(Instruction) List every line below that contains the word "instance", with matching case.

(Excerpts from a location annotation dataset)
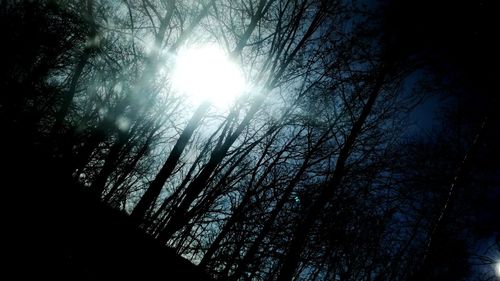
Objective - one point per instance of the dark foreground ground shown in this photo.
(52, 230)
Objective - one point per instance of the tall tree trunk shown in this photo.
(154, 189)
(300, 234)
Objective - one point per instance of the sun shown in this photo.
(206, 73)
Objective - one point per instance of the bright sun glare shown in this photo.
(207, 73)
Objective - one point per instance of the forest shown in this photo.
(270, 140)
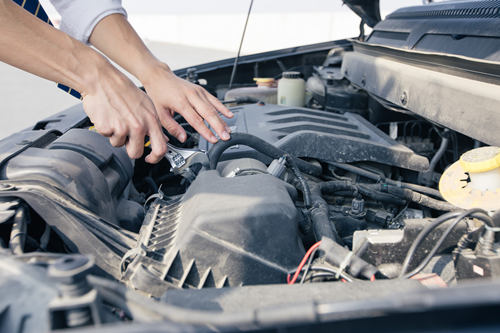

(The answer)
Objective - one point per instance of the dark foreground ground shown in this photo.
Objective - one point per instance of the tall tree trunk shown in this photo.
Objective - one point per instance of the sun shown in this photo.
Objective - one point per instance of the bright sun glare shown in this photo.
Objective - one point per instance of the forest shown in this photo.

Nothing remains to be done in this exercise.